▶ [Texte]
^^^^^^^^^^^^^^^^

Vous pouvez retrouver la description officielle des deux facultés sur les liens suivants :


Grosso-modo, la formation est axée dès la première année sur la pharmacie clinique, et la pratique. De nombreux stages sont réalisés au cours des études ; les étudiants de la ville de Québec ont un total de 15 stages, allant de 1 à 3 semaines dans différents milieux (officine et hôpital notamment). Les étudiants de la ville de Montréal ont en revanche plus de travaux pratiques appelés "laboratoires de pratique professionnelle" (techniques de communication, conseil à l'officine, etc.). La notion de pharmacie clinique n'est plus vraiment utilisée, et on parle d'avantage de "Soins pharmaceutiques" ; il s'agit plus d'une démarche centrée vers le patient. Les cours sont donnés principalement dans le cadre de ce que l'on appelle en France "enseignements coordonnées" (chimie, sémiologie, pharmacologie, soins pharmaceutiques en cardio, neuro, infectio...). 

Il n'y a pas de cours sur la chimie analytique, la botanique, la biologie animale, l'hydrologie... Il n'y a pas non plus de possibilité de devenir biologiste médical (réservé aux médecins). Toute la formation est orientée vers le médicament et son bon usage chez le patient, afin que le pharmacien soit le spécialiste dans son domaine. 

La formation insiste sur l'utilisation en pratique réelle des médicaments, en citant par exemple de nombreuses études cliniques qui ont montré l'efficacité des médicaments selon les indications par exemple. On insiste aussi beaucoup sur l'optimisation de la pharmacothérapie (interaction, ajout de médicaments pour améliorer une condition ou arrêt de médicaments par exemple). La formation met aussi beaucoup l'accent sur le suivi du patient (efficacité ou tolérance au traitement) car il s'agit d'un des premiers rôles du pharmacien selon la Loi sur la Pharmacie au Québec (article 17, point n°4). Le pharmacien est ainsi le spécialiste du médicament et de la pharmacothérapie.

^^^^^^^^^^^^^^^^

▶ [Extraits d'items]
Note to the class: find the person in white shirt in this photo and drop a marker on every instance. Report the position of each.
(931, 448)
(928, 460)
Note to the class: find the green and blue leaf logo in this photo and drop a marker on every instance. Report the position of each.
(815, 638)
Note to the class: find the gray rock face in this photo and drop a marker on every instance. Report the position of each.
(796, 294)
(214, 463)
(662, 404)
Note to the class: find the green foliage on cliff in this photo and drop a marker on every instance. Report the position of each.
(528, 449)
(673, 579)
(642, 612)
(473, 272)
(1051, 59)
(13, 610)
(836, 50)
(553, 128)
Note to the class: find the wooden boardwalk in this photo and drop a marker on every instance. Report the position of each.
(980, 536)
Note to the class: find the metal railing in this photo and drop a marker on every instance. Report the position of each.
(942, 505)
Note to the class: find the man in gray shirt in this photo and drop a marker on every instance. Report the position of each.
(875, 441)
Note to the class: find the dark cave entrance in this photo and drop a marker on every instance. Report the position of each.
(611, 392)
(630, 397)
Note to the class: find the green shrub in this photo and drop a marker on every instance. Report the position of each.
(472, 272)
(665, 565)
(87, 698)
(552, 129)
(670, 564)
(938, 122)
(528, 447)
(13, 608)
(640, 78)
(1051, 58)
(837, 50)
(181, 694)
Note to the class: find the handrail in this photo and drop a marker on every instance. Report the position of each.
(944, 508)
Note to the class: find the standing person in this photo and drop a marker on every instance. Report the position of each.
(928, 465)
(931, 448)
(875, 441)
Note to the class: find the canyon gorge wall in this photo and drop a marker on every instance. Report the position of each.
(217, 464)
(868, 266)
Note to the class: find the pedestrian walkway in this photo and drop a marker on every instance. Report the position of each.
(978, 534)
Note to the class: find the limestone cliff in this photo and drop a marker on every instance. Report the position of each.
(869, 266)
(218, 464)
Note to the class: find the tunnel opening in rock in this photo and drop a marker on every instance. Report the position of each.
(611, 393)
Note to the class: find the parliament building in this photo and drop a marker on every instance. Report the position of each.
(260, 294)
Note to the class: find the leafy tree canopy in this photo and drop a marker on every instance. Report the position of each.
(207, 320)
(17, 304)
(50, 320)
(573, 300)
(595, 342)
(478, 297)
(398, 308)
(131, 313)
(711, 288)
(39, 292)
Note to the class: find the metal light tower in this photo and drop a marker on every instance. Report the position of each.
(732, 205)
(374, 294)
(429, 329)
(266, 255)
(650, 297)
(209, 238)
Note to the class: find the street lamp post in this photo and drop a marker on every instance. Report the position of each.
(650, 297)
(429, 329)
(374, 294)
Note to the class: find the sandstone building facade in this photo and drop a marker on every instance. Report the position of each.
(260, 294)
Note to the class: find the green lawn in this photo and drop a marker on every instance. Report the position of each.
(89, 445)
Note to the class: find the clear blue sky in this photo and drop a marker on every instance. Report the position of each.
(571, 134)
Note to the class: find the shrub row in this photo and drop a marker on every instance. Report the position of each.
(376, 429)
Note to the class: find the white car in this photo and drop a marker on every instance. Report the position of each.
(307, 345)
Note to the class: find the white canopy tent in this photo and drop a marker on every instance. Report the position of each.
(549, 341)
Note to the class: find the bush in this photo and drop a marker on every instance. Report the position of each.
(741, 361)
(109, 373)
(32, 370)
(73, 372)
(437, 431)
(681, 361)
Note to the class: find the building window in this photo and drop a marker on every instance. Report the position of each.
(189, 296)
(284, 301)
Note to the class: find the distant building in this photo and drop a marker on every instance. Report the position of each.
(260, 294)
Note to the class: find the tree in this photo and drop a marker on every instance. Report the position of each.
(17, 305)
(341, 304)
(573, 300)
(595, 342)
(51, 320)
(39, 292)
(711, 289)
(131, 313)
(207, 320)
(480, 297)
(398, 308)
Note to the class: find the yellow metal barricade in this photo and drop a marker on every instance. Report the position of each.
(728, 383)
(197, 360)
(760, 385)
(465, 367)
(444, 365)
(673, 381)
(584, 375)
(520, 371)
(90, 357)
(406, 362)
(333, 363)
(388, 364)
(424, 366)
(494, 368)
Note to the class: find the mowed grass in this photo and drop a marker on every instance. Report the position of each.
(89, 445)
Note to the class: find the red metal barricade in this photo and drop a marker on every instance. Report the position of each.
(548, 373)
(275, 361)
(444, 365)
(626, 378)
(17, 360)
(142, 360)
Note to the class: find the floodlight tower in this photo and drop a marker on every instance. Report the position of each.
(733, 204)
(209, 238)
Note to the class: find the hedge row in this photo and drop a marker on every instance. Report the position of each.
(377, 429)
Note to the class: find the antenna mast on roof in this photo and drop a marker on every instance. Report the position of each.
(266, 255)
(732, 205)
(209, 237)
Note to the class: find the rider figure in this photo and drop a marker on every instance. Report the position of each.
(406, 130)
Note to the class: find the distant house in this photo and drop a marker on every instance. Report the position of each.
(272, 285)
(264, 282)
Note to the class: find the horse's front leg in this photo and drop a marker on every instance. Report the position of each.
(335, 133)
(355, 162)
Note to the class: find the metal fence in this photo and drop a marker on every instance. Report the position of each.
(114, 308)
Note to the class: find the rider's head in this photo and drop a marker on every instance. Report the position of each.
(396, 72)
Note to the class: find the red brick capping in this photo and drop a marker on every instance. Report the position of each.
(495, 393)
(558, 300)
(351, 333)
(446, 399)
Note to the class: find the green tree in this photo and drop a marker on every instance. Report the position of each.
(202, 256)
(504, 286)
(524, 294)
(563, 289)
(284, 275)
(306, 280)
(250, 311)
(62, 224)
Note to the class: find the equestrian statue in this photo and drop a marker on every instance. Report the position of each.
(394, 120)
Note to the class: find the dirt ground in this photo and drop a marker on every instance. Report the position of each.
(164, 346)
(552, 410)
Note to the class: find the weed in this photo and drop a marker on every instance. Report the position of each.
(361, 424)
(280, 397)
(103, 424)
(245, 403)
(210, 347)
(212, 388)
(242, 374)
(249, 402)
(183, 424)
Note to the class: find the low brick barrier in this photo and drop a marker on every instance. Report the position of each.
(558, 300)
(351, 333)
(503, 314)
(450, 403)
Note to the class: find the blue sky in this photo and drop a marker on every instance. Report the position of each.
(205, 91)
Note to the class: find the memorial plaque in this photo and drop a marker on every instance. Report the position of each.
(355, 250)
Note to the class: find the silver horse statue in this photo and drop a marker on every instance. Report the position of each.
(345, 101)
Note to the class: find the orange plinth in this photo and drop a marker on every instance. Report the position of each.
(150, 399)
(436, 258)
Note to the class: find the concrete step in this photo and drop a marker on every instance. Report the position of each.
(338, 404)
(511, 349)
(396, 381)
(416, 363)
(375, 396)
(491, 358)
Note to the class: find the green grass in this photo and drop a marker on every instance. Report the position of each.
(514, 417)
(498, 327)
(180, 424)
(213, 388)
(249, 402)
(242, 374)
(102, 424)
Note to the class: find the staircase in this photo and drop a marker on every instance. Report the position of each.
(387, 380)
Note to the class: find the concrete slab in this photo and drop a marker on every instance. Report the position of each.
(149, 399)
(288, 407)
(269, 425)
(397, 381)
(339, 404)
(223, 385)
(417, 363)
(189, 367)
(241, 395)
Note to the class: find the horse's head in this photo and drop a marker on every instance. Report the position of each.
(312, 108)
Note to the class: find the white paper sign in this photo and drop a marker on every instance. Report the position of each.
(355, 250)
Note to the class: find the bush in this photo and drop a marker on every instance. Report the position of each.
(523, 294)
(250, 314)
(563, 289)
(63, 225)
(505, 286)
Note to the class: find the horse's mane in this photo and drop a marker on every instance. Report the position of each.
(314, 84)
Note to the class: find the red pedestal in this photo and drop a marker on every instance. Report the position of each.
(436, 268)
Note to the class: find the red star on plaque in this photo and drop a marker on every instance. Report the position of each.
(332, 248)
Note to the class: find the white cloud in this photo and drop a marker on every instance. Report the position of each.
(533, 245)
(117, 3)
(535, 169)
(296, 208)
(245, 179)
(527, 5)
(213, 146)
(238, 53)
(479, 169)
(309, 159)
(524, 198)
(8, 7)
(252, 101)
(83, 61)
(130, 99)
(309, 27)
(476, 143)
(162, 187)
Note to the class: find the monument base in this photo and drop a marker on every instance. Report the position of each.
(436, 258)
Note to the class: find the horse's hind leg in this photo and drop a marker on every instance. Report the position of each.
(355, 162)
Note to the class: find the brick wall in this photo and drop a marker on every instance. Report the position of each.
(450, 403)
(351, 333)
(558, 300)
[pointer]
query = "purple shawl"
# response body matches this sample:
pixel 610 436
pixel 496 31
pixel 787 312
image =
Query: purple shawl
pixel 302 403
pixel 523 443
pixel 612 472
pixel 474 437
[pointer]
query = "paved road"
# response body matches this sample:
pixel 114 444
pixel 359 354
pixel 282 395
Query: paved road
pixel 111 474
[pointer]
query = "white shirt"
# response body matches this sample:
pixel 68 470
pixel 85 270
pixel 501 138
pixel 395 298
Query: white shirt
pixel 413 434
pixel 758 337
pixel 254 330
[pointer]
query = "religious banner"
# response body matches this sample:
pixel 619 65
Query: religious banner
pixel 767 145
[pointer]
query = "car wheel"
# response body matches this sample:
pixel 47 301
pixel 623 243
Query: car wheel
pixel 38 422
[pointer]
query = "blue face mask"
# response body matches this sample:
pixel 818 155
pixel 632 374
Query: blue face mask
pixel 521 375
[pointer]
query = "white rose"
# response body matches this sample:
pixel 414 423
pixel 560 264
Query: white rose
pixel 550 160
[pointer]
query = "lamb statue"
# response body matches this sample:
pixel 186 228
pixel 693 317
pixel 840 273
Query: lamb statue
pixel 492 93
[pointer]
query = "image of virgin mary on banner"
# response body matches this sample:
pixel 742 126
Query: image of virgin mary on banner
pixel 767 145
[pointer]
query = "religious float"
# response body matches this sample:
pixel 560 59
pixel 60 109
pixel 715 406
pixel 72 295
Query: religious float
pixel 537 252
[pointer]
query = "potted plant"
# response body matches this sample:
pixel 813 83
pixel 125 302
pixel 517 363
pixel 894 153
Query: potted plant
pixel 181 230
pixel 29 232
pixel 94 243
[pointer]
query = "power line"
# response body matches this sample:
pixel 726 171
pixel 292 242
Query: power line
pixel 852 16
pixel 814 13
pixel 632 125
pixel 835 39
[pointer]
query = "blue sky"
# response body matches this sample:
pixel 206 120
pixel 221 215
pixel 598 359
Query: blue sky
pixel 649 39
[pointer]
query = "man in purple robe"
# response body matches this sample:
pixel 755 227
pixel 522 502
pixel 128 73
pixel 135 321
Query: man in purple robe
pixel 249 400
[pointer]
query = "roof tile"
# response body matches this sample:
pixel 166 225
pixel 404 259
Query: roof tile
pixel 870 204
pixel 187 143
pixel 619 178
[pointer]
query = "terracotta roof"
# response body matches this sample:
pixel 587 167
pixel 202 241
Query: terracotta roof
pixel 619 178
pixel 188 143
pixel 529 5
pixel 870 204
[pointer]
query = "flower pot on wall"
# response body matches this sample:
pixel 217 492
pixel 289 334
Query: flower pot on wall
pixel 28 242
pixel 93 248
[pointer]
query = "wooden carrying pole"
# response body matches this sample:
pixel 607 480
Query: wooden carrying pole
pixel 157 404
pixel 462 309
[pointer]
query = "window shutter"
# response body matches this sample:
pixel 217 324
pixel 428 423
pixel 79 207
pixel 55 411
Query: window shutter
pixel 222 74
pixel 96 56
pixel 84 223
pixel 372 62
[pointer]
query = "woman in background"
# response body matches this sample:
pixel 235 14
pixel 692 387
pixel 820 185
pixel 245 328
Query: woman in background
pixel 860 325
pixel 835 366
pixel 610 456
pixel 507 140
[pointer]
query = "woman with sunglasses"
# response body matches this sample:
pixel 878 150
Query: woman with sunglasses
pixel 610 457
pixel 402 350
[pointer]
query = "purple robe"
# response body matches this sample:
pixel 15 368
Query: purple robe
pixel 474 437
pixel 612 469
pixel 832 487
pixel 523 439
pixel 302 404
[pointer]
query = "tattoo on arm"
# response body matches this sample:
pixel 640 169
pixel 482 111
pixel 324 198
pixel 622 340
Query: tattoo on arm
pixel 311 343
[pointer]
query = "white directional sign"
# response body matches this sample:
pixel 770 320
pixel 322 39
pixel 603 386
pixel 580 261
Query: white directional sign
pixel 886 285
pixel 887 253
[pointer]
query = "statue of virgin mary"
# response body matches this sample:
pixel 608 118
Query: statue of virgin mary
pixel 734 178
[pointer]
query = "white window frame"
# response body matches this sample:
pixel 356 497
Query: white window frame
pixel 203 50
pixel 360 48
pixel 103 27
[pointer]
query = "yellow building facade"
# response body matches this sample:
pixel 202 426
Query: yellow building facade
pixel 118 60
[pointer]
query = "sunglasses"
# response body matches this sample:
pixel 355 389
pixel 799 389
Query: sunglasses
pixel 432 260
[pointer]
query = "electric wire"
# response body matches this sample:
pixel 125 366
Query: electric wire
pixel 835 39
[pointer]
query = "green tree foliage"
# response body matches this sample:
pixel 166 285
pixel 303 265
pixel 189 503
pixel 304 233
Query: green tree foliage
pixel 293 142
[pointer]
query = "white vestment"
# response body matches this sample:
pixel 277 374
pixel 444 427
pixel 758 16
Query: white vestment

^^^^^^^^^^^^^^^^

▶ [Questions et consignes]
(a) Répondez à ces questions sur le texte consacré à la formation en pharmacie :
(i) Combien de stages au total les étudiants de la ville de Québec effectuent-ils ?
(ii) À qui la possibilité de devenir biologiste médical est-elle réservée ?
(iii) Quelle loi fait du suivi du patient l'un des premiers rôles du pharmacien ?
(b) Prolongez, s'il vous plaît, le texte sur la formation en pharmacie au Québec, à la suite de sa dernière phrase.
Les items ne jouent aucun rôle ici.

▶ [Réponses dans l'ordre]
(a)
(i) Ils effectuent 15 stages.
(ii) Elle est réservée aux médecins.
(iii) C'est la Loi sur la Pharmacie au Québec (article 17, point n°4).

(b)
A l'issue de ces quatre années, l'étudiant obtient le grade de Docteur en Pharmacie (Pharm.D) ce qui lui donne le droit de s'inscrire à l'Ordre des Pharmaciens du Québec, pour obtenir le titre de Pharmacien. Les étudiants qui souhaitent travailler en milieu hospitalier doivent suivre une maîtrise supplémentaire d'une durée de 14 mois environ comprenant quelques mois de cours et un an de stage en milieu hospitalier. 

Voici un petit résumé du cursus pour devenir pharmacien au Québec. Alors qu'en pensez-vous ? 

dimanche 6 décembre 2015

Substitution générique et remboursement

Bonjour à tous,

Aujourd'hui, on va parler de la substitution générique au Québec. Je me rappelle en France de la galère quotidienne pour substituer par le générique, des tarifs de responsabilités (TFR), des non-substituables, et autres règles bien compliquées comme le tiers-payant contre générique. A mon arrivée au Québec, j'ai été (agréablement) surpris par l'absence de dispute quotidienne sur le générique.

Tout d'abord, je rappelle qu'il existe deux types d'assurance au Québec ; les assurances privées (ou assurances collectives) et l'assurance médicament gouvernementale (qui couvre la plupart des patients après 65 ans, et ceux qui ne peuvent pas avoir d'assurance privée). C'est l'assurance du gouvernement qui est la plus stricte, mais de plus en plus d'assurances privées imposent aussi le générique en faisant payer des excédents aux patients.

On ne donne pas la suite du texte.